**Goal:** Format the lines of the records below as a Markdown table with the columns "No." and "Text", starting at the line that contains "Target = protest sign" and stopping after the line that contains "[(112, 60), (355, 14), (164, 71), (429, 54), (27, 102)]". Number each row, include only those lines, and omit any blank lines.

═══

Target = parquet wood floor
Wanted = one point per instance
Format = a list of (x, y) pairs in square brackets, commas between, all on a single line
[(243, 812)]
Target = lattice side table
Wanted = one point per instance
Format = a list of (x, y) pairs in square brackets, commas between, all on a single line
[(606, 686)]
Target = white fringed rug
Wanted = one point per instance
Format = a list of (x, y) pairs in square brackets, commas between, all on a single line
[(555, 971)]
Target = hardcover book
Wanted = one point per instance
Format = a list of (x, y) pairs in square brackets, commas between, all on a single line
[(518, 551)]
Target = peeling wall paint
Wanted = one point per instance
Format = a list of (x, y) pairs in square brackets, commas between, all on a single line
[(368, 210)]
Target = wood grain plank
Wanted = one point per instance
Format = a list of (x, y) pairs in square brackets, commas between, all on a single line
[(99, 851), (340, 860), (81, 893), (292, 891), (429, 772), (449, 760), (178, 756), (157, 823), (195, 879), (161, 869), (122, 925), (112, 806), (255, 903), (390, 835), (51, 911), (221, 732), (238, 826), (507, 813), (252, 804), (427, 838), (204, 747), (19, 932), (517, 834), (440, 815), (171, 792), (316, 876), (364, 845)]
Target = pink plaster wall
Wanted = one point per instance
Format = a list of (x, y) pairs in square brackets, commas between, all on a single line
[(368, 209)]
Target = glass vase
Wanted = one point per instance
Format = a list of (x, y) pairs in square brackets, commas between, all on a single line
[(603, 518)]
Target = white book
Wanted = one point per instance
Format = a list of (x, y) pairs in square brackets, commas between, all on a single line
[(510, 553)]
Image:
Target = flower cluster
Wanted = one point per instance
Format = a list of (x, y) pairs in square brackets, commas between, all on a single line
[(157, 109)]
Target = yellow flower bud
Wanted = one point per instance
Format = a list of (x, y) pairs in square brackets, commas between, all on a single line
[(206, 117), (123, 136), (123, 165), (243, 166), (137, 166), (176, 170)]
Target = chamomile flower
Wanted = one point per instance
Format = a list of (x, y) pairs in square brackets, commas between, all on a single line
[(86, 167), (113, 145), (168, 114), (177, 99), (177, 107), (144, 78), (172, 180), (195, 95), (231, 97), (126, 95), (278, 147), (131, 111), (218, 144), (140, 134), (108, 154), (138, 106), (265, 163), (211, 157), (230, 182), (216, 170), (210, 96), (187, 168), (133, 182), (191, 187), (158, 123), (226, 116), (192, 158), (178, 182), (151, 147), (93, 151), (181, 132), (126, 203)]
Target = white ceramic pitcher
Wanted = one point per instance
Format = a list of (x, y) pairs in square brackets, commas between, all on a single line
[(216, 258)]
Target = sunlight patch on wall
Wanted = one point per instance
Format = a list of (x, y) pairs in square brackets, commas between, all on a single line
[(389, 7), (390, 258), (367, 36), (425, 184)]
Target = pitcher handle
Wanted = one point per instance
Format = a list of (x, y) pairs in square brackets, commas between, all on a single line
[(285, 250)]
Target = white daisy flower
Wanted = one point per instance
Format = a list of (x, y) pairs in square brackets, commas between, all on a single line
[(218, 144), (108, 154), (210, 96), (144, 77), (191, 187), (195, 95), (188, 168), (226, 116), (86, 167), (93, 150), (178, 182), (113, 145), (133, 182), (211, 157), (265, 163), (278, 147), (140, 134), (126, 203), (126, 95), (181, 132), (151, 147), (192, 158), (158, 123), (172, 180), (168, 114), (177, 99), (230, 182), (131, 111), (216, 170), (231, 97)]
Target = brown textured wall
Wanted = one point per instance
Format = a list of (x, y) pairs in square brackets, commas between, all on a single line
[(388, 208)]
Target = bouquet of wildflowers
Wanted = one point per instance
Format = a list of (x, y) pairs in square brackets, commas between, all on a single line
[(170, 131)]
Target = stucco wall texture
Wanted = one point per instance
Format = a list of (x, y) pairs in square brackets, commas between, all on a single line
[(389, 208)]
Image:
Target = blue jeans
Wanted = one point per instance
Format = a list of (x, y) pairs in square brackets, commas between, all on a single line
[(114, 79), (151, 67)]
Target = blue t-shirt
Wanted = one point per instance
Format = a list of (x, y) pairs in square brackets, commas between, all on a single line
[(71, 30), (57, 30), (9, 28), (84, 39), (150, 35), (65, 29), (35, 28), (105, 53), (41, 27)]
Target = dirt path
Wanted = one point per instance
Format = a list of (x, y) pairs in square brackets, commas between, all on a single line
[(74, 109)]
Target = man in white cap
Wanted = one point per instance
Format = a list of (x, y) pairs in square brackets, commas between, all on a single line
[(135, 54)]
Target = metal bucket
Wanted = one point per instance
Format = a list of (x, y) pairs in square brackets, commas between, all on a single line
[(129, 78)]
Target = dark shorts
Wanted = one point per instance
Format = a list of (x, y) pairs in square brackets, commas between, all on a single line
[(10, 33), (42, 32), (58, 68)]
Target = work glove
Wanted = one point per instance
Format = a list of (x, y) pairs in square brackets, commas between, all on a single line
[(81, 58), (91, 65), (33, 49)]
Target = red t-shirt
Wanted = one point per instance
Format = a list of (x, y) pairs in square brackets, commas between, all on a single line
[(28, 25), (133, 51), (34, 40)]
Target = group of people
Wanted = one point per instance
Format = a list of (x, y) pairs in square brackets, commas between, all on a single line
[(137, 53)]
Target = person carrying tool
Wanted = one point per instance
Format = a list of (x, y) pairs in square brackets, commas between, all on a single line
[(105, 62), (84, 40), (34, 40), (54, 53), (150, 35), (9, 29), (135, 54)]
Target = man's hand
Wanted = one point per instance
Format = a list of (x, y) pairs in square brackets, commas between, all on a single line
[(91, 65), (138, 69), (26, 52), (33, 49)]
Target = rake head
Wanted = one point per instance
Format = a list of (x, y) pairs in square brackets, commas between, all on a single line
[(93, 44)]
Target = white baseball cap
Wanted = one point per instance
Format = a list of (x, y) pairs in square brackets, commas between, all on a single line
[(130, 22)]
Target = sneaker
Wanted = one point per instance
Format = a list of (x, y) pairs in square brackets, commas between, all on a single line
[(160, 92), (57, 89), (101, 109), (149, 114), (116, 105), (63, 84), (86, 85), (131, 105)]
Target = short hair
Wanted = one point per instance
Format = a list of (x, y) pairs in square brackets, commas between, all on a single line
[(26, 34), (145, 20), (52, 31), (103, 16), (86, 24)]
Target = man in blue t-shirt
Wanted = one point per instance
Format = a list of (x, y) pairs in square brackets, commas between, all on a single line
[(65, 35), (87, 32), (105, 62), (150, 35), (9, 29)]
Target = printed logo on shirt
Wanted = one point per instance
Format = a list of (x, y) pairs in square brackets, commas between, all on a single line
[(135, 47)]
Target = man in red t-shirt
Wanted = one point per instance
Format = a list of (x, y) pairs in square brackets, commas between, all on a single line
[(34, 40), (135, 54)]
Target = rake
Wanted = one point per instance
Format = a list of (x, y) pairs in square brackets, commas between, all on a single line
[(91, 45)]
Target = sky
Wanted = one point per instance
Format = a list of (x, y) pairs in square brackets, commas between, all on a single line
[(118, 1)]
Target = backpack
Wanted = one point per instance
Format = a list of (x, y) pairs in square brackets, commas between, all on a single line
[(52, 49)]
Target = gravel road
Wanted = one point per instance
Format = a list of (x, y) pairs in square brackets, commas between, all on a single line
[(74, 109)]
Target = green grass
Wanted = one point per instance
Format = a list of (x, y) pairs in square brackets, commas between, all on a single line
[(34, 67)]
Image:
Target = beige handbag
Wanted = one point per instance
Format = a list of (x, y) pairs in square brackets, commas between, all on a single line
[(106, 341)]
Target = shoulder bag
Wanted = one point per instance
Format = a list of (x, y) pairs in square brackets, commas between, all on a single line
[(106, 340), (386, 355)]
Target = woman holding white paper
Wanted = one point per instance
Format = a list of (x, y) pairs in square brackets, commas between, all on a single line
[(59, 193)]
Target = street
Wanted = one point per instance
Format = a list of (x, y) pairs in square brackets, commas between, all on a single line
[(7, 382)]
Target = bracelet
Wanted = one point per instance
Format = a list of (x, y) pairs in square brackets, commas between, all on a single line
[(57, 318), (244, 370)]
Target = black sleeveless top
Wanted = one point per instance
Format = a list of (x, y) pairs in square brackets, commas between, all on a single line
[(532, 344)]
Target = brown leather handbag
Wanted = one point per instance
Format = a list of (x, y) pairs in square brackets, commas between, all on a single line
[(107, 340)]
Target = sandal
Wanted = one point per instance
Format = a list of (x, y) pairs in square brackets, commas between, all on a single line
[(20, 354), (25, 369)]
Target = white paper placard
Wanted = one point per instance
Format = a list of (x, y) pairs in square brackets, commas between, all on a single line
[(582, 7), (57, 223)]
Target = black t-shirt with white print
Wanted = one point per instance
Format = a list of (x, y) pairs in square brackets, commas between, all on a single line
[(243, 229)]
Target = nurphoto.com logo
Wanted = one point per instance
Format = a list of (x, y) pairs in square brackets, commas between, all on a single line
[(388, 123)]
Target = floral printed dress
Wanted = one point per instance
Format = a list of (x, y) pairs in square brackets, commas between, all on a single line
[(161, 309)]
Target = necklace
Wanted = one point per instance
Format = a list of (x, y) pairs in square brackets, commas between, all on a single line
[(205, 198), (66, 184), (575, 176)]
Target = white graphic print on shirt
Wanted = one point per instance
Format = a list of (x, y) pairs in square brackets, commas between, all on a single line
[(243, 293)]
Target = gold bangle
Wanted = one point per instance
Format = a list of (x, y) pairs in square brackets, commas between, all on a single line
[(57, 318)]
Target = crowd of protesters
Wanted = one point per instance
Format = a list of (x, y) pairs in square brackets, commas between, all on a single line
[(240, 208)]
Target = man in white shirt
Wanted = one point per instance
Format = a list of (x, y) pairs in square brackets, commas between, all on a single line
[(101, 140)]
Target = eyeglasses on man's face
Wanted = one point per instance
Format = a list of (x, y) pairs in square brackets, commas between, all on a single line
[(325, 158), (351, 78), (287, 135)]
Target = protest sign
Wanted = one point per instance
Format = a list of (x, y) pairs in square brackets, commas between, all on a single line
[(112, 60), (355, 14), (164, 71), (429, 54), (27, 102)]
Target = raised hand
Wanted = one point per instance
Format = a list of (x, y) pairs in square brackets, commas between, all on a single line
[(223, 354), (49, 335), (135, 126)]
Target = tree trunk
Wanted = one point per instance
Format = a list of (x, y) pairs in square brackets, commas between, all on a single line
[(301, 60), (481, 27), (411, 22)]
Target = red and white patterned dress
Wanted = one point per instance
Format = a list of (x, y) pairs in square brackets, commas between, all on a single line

═══

**Answer to this task:**
| No. | Text |
|---|---|
| 1 | Target = protest sign |
| 2 | Wanted = one point per instance |
| 3 | Format = a list of (x, y) pairs in square brackets, commas between, all on a single line |
| 4 | [(112, 60), (355, 14), (164, 71), (429, 54), (27, 102)] |